[Stored data entries]
━━━━━━━━━━━━━━━━━━━━
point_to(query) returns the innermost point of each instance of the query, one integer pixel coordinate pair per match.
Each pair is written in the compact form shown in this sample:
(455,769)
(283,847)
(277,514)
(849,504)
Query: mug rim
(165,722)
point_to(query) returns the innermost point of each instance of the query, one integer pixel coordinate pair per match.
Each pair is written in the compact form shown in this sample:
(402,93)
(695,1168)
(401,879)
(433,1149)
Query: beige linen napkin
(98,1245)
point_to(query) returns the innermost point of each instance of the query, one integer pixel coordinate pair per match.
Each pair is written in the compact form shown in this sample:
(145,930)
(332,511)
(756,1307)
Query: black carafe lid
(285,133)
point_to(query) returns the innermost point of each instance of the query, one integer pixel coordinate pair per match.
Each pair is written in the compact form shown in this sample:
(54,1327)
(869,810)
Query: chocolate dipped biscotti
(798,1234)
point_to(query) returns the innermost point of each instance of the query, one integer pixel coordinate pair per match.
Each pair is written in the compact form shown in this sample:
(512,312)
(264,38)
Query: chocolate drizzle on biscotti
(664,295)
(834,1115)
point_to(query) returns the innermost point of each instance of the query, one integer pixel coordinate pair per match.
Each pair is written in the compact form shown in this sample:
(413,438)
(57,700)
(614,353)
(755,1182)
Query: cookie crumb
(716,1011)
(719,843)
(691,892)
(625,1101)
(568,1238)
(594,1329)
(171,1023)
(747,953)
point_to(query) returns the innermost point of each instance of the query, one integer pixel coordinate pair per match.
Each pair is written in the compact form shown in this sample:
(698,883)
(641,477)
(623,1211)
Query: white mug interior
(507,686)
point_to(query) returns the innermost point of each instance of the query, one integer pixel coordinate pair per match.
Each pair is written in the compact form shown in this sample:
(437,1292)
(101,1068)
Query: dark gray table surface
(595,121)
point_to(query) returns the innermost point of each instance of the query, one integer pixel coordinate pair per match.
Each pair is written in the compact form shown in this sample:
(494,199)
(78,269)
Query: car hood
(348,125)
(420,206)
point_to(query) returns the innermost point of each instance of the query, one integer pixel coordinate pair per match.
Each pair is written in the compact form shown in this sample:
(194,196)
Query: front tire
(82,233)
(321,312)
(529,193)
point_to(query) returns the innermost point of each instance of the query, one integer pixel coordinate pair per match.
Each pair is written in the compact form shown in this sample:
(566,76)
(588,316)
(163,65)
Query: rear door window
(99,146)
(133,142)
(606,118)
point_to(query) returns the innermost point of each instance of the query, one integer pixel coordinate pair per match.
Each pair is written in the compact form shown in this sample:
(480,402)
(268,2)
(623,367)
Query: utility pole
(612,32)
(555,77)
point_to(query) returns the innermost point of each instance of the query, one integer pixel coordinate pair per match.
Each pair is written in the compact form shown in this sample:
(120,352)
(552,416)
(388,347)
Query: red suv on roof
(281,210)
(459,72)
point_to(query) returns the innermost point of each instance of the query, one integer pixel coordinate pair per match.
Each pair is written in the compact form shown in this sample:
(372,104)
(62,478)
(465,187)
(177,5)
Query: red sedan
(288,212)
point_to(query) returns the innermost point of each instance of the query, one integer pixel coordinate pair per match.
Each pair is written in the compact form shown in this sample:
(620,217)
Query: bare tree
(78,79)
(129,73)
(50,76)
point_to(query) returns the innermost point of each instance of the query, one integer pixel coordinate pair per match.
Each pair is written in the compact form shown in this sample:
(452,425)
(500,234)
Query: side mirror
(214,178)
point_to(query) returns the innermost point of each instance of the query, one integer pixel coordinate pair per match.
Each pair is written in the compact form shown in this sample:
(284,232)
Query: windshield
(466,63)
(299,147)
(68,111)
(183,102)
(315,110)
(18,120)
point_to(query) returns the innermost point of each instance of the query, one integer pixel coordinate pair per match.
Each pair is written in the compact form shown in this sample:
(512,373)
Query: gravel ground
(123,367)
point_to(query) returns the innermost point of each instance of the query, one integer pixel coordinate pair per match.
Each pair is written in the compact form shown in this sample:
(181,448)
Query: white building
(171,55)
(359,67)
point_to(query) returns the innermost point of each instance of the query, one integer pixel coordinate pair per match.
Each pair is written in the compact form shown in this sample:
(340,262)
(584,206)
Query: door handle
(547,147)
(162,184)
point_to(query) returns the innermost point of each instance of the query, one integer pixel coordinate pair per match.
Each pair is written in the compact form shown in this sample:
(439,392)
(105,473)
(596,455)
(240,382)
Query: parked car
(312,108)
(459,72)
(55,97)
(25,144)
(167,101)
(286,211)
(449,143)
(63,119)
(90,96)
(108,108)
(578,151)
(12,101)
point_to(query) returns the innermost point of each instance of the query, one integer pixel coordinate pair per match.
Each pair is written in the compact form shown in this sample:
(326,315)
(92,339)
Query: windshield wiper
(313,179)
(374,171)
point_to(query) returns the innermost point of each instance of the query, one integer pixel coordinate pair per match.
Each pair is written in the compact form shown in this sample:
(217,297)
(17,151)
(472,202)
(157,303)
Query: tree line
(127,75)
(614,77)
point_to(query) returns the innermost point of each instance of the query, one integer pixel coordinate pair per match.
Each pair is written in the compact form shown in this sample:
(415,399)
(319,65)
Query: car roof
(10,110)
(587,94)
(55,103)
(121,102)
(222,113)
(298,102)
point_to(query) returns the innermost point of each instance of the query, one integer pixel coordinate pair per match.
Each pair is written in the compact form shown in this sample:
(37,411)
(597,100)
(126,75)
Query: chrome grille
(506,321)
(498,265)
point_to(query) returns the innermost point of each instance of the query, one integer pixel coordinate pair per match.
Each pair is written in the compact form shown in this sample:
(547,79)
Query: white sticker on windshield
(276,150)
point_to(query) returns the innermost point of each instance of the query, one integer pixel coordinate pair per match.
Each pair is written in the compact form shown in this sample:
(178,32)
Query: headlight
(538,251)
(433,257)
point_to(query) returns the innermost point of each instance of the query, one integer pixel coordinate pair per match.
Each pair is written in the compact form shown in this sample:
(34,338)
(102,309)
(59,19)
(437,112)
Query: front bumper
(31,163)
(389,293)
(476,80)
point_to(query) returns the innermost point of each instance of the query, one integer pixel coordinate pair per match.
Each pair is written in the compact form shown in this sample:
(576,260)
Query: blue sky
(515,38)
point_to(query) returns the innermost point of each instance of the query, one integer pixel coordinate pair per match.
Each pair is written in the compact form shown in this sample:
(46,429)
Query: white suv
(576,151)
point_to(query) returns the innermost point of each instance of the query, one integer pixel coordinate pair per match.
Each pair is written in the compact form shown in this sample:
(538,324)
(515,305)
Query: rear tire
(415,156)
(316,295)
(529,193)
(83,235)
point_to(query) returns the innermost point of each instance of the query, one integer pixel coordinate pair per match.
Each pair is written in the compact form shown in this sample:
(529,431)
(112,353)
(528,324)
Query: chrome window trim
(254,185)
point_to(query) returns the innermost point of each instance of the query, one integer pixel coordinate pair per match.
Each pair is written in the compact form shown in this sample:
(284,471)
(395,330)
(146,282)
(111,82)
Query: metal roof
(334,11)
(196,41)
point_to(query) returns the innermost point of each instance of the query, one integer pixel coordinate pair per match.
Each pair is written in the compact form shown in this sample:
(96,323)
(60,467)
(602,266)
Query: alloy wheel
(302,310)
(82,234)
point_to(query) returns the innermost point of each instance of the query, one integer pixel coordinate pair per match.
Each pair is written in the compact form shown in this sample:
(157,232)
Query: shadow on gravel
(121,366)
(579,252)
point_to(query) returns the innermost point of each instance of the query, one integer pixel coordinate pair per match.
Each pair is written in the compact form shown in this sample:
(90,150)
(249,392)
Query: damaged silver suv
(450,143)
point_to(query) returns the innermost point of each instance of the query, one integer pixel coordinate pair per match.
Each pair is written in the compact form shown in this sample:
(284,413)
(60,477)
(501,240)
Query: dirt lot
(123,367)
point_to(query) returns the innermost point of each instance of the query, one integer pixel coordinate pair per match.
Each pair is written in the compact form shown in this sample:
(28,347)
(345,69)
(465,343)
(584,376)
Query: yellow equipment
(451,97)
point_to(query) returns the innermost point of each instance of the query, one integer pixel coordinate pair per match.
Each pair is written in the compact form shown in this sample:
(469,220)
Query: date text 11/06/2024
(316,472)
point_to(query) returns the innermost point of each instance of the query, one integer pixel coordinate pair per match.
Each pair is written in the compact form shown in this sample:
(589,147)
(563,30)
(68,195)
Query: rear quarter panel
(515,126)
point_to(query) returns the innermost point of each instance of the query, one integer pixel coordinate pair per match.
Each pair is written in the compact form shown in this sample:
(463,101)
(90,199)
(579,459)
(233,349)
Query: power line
━━━━━━━━━━━━━━━━━━━━
## What you are asked to do
Give the lines from the one containing "Query: rear quarter panel" through the end of the entries again, exactly as written and with no other lines.

## Expected answer
Query: rear quarter panel
(515,126)
point_to(query) returns the innermost point of each instance of the query, one integer pixel coordinate pair per match.
Each pair is written in the compact form shown in this sample:
(463,101)
(90,199)
(579,459)
(233,349)
Query: power line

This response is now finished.